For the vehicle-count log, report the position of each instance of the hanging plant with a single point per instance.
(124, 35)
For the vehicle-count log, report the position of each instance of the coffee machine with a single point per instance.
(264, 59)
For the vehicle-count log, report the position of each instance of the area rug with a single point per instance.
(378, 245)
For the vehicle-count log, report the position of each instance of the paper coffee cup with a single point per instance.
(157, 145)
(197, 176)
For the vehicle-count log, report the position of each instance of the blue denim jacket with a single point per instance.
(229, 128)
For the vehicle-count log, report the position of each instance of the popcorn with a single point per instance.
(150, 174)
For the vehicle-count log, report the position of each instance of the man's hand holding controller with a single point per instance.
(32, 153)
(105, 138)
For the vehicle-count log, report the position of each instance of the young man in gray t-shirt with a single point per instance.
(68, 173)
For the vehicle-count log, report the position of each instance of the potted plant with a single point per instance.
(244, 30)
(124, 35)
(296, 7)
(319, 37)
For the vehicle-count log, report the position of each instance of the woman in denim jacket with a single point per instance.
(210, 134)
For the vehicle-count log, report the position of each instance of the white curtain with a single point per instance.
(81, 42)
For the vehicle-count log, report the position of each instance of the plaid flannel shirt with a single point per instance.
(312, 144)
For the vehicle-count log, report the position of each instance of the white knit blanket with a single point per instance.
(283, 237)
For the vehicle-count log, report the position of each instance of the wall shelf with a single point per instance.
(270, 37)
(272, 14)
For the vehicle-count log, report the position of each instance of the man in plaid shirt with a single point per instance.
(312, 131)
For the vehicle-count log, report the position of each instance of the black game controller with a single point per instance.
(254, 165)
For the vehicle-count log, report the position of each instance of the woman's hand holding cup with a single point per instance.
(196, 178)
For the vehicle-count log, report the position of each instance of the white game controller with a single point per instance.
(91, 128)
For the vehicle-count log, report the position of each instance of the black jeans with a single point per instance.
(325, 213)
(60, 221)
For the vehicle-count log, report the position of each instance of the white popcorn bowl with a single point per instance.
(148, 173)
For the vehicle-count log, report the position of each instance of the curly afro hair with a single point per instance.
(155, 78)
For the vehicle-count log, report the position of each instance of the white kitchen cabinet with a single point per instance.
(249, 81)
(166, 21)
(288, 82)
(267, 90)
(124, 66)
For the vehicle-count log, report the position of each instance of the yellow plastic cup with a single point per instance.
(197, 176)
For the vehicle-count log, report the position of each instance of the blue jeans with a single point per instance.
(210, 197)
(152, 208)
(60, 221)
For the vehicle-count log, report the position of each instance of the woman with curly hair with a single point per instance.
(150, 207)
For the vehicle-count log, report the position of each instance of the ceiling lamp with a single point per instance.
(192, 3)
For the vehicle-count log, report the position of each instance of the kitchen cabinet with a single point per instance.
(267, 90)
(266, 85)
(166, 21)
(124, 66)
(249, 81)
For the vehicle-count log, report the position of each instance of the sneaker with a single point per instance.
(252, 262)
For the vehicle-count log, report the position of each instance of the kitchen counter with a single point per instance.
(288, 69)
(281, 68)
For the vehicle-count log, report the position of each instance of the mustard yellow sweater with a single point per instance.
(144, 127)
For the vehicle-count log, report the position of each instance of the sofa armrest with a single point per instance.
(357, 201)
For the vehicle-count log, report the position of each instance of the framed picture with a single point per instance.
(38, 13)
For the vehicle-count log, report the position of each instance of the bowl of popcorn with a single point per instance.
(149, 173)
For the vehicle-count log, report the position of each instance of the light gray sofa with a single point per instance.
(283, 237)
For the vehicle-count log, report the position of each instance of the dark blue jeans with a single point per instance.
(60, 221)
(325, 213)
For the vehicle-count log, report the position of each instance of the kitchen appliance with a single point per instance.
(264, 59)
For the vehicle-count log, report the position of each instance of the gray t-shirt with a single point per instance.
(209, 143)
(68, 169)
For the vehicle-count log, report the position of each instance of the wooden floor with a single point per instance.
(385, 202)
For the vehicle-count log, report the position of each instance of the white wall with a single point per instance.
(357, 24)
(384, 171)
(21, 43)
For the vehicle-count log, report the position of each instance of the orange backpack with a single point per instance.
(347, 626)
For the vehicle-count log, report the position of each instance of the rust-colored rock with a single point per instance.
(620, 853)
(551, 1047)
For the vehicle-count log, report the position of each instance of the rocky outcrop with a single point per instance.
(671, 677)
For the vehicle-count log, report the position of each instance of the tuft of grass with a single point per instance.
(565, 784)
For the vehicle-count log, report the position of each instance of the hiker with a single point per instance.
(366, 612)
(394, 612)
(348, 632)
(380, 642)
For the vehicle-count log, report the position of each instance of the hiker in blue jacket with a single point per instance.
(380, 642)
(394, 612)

## [WORK TO COMPLETE]
Please reproduce all of the records above, swapping "vehicle-count log" for "object-location log" wherever it occurs and keeping everything else the same.

## [EXERCISE RESULT]
For the object-location log, report the position of each instance of the hanging plant with a single point per instance.
(124, 35)
For the object-location log, report the position of each instance of the coffee machine with a single point per instance.
(264, 59)
For the object-location log, report the position of each instance of the area rug with a single point per instance.
(378, 245)
For the object-location log, report the position of each instance of the paper coffee cup with a single point per instance.
(157, 145)
(197, 176)
For the object-location log, report the position of each instance of the blue denim jacket with a single point per instance.
(229, 128)
For the object-location log, report the position of each instance of the popcorn with a single point per instance.
(150, 174)
For the object-location log, report the position of each instance of the man's hand holding controller with a single point per instance.
(32, 153)
(105, 138)
For the object-location log, report the position of each instance of the young man in gray t-shirt with a single point per instance.
(68, 173)
For the object-location log, report the position of each instance of the potted plant with a single point per instance.
(244, 30)
(124, 35)
(296, 7)
(319, 37)
For the object-location log, report the position of each instance of the woman in denim jacket with a single point per instance.
(210, 134)
For the object-location log, report the position of each instance of the white curtain with a single point per instance.
(81, 42)
For the object-location log, report the position of each instance of the plaid flannel shirt with a single point per instance.
(312, 144)
For the object-location log, report the position of each instance of the white knit blanket with a single point per instance.
(283, 237)
For the object-location log, report the position of each instance of the wall shelf with a single point per instance.
(270, 37)
(272, 14)
For the object-location log, report the position of each instance of the man in plaid shirt with a single point per instance.
(312, 131)
For the object-location log, report the position of each instance of the black game controller with a single point per instance.
(254, 165)
For the object-location log, report the position of each instance of the woman's hand holding cup with a single point per instance.
(196, 178)
For the object-location log, report the position of each instance of the white game controller with a single point per instance.
(91, 128)
For the object-location log, report the position of each instance of the black jeans with a single point per instance.
(325, 213)
(60, 221)
For the object-location log, report the position of each instance of the white popcorn bowl with a single point per instance.
(148, 173)
For the object-location log, report the position of each instance of the curly afro hair with a single point per instance.
(155, 78)
For the object-location log, report the position of each instance of the white kitchen cabinet with a single point per instance.
(249, 81)
(166, 21)
(288, 82)
(267, 90)
(124, 66)
For the object-location log, report the position of each instance of the yellow plastic cup with a single point per instance.
(197, 176)
For the object-location log, report the position of each instance of the blue jeans with a single point per instance.
(210, 197)
(152, 208)
(60, 221)
For the object-location log, report the position of each instance of the woman with curly hair with a single point per instance.
(150, 207)
For the object-location log, report the position of each instance of the ceiling lamp with a single point per instance.
(192, 3)
For the object-location log, report the position of each instance of the kitchen cabinet with a single point per instance.
(267, 90)
(266, 85)
(166, 21)
(124, 66)
(249, 81)
For the object-location log, report the position of each instance of the sneaker with a single point per instance.
(252, 262)
For the object-location log, report the position of each instance of the kitchen counter with a single point per instance.
(288, 69)
(281, 68)
For the object-location log, report the position of each instance of the mustard yellow sweater with a single point per instance.
(144, 127)
For the object-location log, report the position of each instance of the sofa armrest with a single point per instance.
(357, 201)
For the object-location log, report the position of each instance of the framed picture with a single point per instance.
(38, 13)
For the object-location log, report the position of each instance of the bowl of popcorn with a single point per instance.
(149, 173)
For the object-location log, report the position of each instance of the light gray sofa with a single point per instance.
(283, 237)
For the object-location log, report the position of each instance of the dark blue jeans with a single point per instance.
(60, 221)
(325, 213)
For the object-location log, report the position of each instance of the kitchen appliance with a single point per instance.
(264, 59)
For the object-location log, report the position of each instance of the gray t-shirt with a single point per instance.
(209, 143)
(68, 169)
For the object-location log, report the position of each instance of the wooden floor with a single point per instance.
(385, 202)
For the object-location log, report the position of each instance of the white wall with a single point per instance.
(357, 24)
(384, 171)
(21, 43)
For the object-location log, report the position of each instance of the orange backpack with a single point per instance.
(347, 626)
For the object-location log, report the position of each instance of the rust-colored rock with a single point per instance.
(620, 853)
(551, 1047)
For the object-location log, report the position of each instance of the rocky outcrop with a single point per instance.
(671, 677)
For the object-location log, report the position of each instance of the tuft of grass with a single point per instance.
(565, 784)
For the object-location log, report the position of each instance of the hiker with a single point per instance.
(366, 612)
(394, 612)
(348, 632)
(380, 642)
For the object-location log, report the position of each instance of the hiker in blue jacket with a single point per instance.
(380, 642)
(394, 612)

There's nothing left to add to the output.